Write out all of the data below word for word, keeping every line unchanged.

━━ ENTRIES SHOWN

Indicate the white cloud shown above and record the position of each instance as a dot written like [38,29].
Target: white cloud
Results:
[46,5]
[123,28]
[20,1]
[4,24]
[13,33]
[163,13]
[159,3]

━━━━

--- ANSWER TO THIS EXERCISE ---
Indicate the white cloud shown above and record the position of each instance as a dot written like [38,29].
Target: white cloud
Results:
[46,5]
[123,28]
[20,1]
[4,24]
[13,33]
[163,13]
[159,3]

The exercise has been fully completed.